## Begin MATERIAL SHOWN

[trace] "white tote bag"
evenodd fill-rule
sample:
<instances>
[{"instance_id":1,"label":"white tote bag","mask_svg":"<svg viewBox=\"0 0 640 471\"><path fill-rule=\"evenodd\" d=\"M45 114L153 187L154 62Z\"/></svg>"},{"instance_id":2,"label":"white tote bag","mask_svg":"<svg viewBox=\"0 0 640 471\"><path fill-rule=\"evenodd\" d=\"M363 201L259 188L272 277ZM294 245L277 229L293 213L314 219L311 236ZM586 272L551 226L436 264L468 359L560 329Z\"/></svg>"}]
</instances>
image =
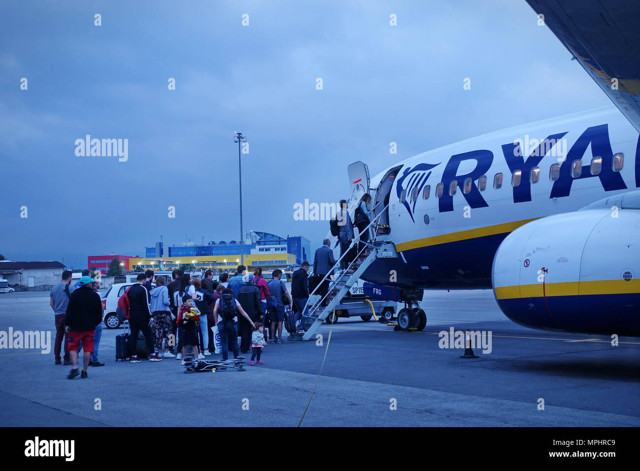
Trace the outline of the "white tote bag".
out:
<instances>
[{"instance_id":1,"label":"white tote bag","mask_svg":"<svg viewBox=\"0 0 640 471\"><path fill-rule=\"evenodd\" d=\"M222 343L220 342L220 333L218 331L218 326L214 326L211 330L213 331L213 346L215 349L215 353L222 353Z\"/></svg>"}]
</instances>

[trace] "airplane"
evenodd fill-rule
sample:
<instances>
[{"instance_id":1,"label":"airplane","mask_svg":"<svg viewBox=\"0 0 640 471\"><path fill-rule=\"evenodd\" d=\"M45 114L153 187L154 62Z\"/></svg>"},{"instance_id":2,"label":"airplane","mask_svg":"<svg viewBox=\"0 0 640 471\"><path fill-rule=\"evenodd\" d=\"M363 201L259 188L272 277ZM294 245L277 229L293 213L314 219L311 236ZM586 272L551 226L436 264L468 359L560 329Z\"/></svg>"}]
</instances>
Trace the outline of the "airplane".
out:
<instances>
[{"instance_id":1,"label":"airplane","mask_svg":"<svg viewBox=\"0 0 640 471\"><path fill-rule=\"evenodd\" d=\"M528 327L640 336L640 5L527 2L616 106L445 145L372 178L350 165L352 217L369 193L376 243L398 256L362 278L396 288L408 310L424 290L490 288Z\"/></svg>"}]
</instances>

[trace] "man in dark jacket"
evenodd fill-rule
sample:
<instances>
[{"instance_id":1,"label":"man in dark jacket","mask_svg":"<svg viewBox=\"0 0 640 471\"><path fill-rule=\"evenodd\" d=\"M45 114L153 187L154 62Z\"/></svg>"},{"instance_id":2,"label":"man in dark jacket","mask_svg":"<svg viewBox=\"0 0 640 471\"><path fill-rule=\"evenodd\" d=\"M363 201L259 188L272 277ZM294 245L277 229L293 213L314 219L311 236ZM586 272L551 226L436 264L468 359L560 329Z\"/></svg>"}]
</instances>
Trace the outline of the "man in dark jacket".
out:
<instances>
[{"instance_id":1,"label":"man in dark jacket","mask_svg":"<svg viewBox=\"0 0 640 471\"><path fill-rule=\"evenodd\" d=\"M169 290L169 309L171 310L171 313L173 315L173 320L175 320L178 317L178 306L173 303L173 293L180 289L180 277L184 274L184 271L183 270L174 270L171 272L171 277L173 281L167 285L167 288ZM169 342L169 351L172 353L173 352L173 346L175 345L177 330L178 326L175 324L175 322L172 322L171 333L173 334L173 341L170 340Z\"/></svg>"},{"instance_id":2,"label":"man in dark jacket","mask_svg":"<svg viewBox=\"0 0 640 471\"><path fill-rule=\"evenodd\" d=\"M216 286L213 283L213 272L207 270L204 272L204 277L202 279L202 289L208 291L209 294L213 294L215 288Z\"/></svg>"},{"instance_id":3,"label":"man in dark jacket","mask_svg":"<svg viewBox=\"0 0 640 471\"><path fill-rule=\"evenodd\" d=\"M340 228L340 233L338 235L338 240L340 242L340 256L344 255L346 252L349 252L340 261L340 268L342 270L346 270L353 260L353 254L351 253L353 247L351 251L349 250L349 247L353 240L353 222L348 211L348 208L349 203L347 202L347 200L340 200L340 210L335 215L335 219L338 220L338 227Z\"/></svg>"},{"instance_id":4,"label":"man in dark jacket","mask_svg":"<svg viewBox=\"0 0 640 471\"><path fill-rule=\"evenodd\" d=\"M324 297L329 289L330 275L333 274L335 258L333 257L333 251L331 249L331 241L329 239L324 239L322 244L322 247L316 251L316 254L314 256L314 278L316 285L321 283L316 293ZM330 276L324 281L321 281L327 274ZM315 288L315 286L314 288ZM326 306L328 303L325 300L323 304Z\"/></svg>"},{"instance_id":5,"label":"man in dark jacket","mask_svg":"<svg viewBox=\"0 0 640 471\"><path fill-rule=\"evenodd\" d=\"M294 318L300 321L298 331L301 331L302 315L307 307L307 301L309 299L309 279L307 272L309 271L309 262L305 260L300 268L293 272L291 279L291 297L293 298Z\"/></svg>"},{"instance_id":6,"label":"man in dark jacket","mask_svg":"<svg viewBox=\"0 0 640 471\"><path fill-rule=\"evenodd\" d=\"M84 352L83 354L83 370L81 377L87 377L91 354L93 351L93 333L95 326L102 322L102 303L100 297L93 291L93 279L83 276L80 279L80 287L71 293L67 306L65 324L67 332L67 342L73 365L68 376L72 379L78 372L78 348L82 342Z\"/></svg>"},{"instance_id":7,"label":"man in dark jacket","mask_svg":"<svg viewBox=\"0 0 640 471\"><path fill-rule=\"evenodd\" d=\"M138 336L141 331L147 341L147 347L149 350L149 359L152 361L159 361L162 358L156 353L156 338L151 331L153 317L151 317L151 309L149 308L151 295L145 286L147 283L147 276L144 273L141 273L136 279L137 283L127 292L127 297L129 298L129 326L131 327L129 356L131 358L132 363L138 363L142 361L136 354Z\"/></svg>"},{"instance_id":8,"label":"man in dark jacket","mask_svg":"<svg viewBox=\"0 0 640 471\"><path fill-rule=\"evenodd\" d=\"M260 295L260 288L251 281L250 275L245 275L243 279L244 286L238 291L238 302L247 315L255 322L260 320L264 314L262 310L262 302L260 301L262 297ZM248 353L251 347L252 334L251 324L243 316L238 316L238 328L241 337L240 351L243 353Z\"/></svg>"},{"instance_id":9,"label":"man in dark jacket","mask_svg":"<svg viewBox=\"0 0 640 471\"><path fill-rule=\"evenodd\" d=\"M145 276L147 277L147 282L145 283L145 288L150 293L151 290L154 288L154 285L151 283L154 281L154 270L147 270L145 271Z\"/></svg>"}]
</instances>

## End MATERIAL SHOWN

▶ [PROBLEM TO SOLVE]: Repeat the records above exactly, omitting every picture.

▶ [RESULT OF THIS EXERCISE]:
[trace] "white tote bag"
evenodd fill-rule
sample:
<instances>
[{"instance_id":1,"label":"white tote bag","mask_svg":"<svg viewBox=\"0 0 640 471\"><path fill-rule=\"evenodd\" d=\"M45 114L153 187L154 62Z\"/></svg>"},{"instance_id":2,"label":"white tote bag","mask_svg":"<svg viewBox=\"0 0 640 471\"><path fill-rule=\"evenodd\" d=\"M363 201L259 188L272 277ZM294 245L277 229L293 213L314 219L311 236ZM586 272L551 226L436 264L468 359L560 329Z\"/></svg>"}]
</instances>
image =
Trace the outline of the "white tote bag".
out:
<instances>
[{"instance_id":1,"label":"white tote bag","mask_svg":"<svg viewBox=\"0 0 640 471\"><path fill-rule=\"evenodd\" d=\"M222 343L220 342L220 333L218 331L218 326L214 326L211 330L213 331L213 346L215 349L215 353L222 353Z\"/></svg>"}]
</instances>

[trace] "airplane"
evenodd fill-rule
sample:
<instances>
[{"instance_id":1,"label":"airplane","mask_svg":"<svg viewBox=\"0 0 640 471\"><path fill-rule=\"evenodd\" d=\"M45 114L153 187L154 62Z\"/></svg>"},{"instance_id":2,"label":"airplane","mask_svg":"<svg viewBox=\"0 0 640 471\"><path fill-rule=\"evenodd\" d=\"M363 201L259 188L272 277ZM294 245L277 229L293 213L314 219L311 236ZM586 272L551 226L436 264L468 359L560 329Z\"/></svg>"}]
</instances>
Trace the outline of the "airplane".
out:
<instances>
[{"instance_id":1,"label":"airplane","mask_svg":"<svg viewBox=\"0 0 640 471\"><path fill-rule=\"evenodd\" d=\"M528 327L640 336L640 5L527 2L616 106L445 145L372 178L350 165L352 217L369 193L376 243L398 256L362 278L396 288L408 310L424 290L490 288Z\"/></svg>"}]
</instances>

[trace] "man in dark jacket"
evenodd fill-rule
sample:
<instances>
[{"instance_id":1,"label":"man in dark jacket","mask_svg":"<svg viewBox=\"0 0 640 471\"><path fill-rule=\"evenodd\" d=\"M45 114L153 187L154 62Z\"/></svg>"},{"instance_id":2,"label":"man in dark jacket","mask_svg":"<svg viewBox=\"0 0 640 471\"><path fill-rule=\"evenodd\" d=\"M363 201L259 188L272 277ZM294 245L277 229L293 213L314 219L311 236ZM586 272L551 226L436 264L468 359L560 329Z\"/></svg>"}]
</instances>
Trace the outline of the "man in dark jacket".
out:
<instances>
[{"instance_id":1,"label":"man in dark jacket","mask_svg":"<svg viewBox=\"0 0 640 471\"><path fill-rule=\"evenodd\" d=\"M169 290L169 309L171 310L171 313L173 315L173 320L175 320L178 317L178 306L173 303L173 293L180 289L180 277L184 274L184 271L183 270L174 270L171 272L171 277L173 281L167 285L167 288ZM169 342L169 351L172 353L173 352L173 346L175 345L177 330L178 326L175 324L175 322L172 322L171 333L173 334L173 341L170 340Z\"/></svg>"},{"instance_id":2,"label":"man in dark jacket","mask_svg":"<svg viewBox=\"0 0 640 471\"><path fill-rule=\"evenodd\" d=\"M216 286L213 283L213 272L207 270L204 272L204 277L202 279L202 289L208 291L209 294L213 294L215 288Z\"/></svg>"},{"instance_id":3,"label":"man in dark jacket","mask_svg":"<svg viewBox=\"0 0 640 471\"><path fill-rule=\"evenodd\" d=\"M340 228L340 233L338 235L338 240L340 242L340 256L344 255L346 252L349 252L340 261L340 268L342 270L346 270L353 260L353 254L351 253L353 247L351 251L349 250L349 247L353 240L353 222L348 211L348 208L349 203L347 202L347 200L340 200L340 210L335 215L335 219L338 220L338 227Z\"/></svg>"},{"instance_id":4,"label":"man in dark jacket","mask_svg":"<svg viewBox=\"0 0 640 471\"><path fill-rule=\"evenodd\" d=\"M324 297L329 289L330 275L333 274L335 258L333 257L333 251L331 249L331 241L329 239L324 239L322 244L322 247L316 251L316 254L314 256L314 278L316 285L321 283L316 293ZM330 276L324 281L321 281L327 274ZM315 288L315 286L314 288ZM326 306L328 303L325 300L323 304Z\"/></svg>"},{"instance_id":5,"label":"man in dark jacket","mask_svg":"<svg viewBox=\"0 0 640 471\"><path fill-rule=\"evenodd\" d=\"M294 318L300 321L298 331L301 331L302 315L307 307L307 301L309 299L309 279L307 272L309 271L309 262L305 260L300 268L293 272L291 279L291 297L293 298Z\"/></svg>"},{"instance_id":6,"label":"man in dark jacket","mask_svg":"<svg viewBox=\"0 0 640 471\"><path fill-rule=\"evenodd\" d=\"M84 352L83 354L83 370L81 377L87 377L91 354L93 351L93 333L95 326L102 322L102 303L100 297L93 291L93 279L83 276L80 279L80 287L71 293L67 306L65 324L67 332L67 342L73 365L68 376L72 379L78 372L78 348L82 342Z\"/></svg>"},{"instance_id":7,"label":"man in dark jacket","mask_svg":"<svg viewBox=\"0 0 640 471\"><path fill-rule=\"evenodd\" d=\"M138 336L141 331L147 341L147 347L149 350L149 359L152 361L159 361L162 358L156 353L156 338L151 331L153 317L151 317L151 309L149 308L151 295L145 286L147 283L147 276L144 273L141 273L136 279L137 283L127 292L127 297L129 298L129 326L131 327L129 356L131 358L132 363L138 363L142 361L136 354Z\"/></svg>"},{"instance_id":8,"label":"man in dark jacket","mask_svg":"<svg viewBox=\"0 0 640 471\"><path fill-rule=\"evenodd\" d=\"M260 295L260 288L251 281L250 275L245 275L243 279L244 286L238 291L238 302L247 315L255 322L260 320L264 314L262 310L262 302L260 301L262 297ZM248 353L251 347L252 334L251 324L243 316L238 316L238 328L241 337L240 351L243 353Z\"/></svg>"},{"instance_id":9,"label":"man in dark jacket","mask_svg":"<svg viewBox=\"0 0 640 471\"><path fill-rule=\"evenodd\" d=\"M145 276L147 277L147 282L145 283L145 288L150 293L151 290L154 288L154 285L151 283L154 281L154 270L147 270L145 271Z\"/></svg>"}]
</instances>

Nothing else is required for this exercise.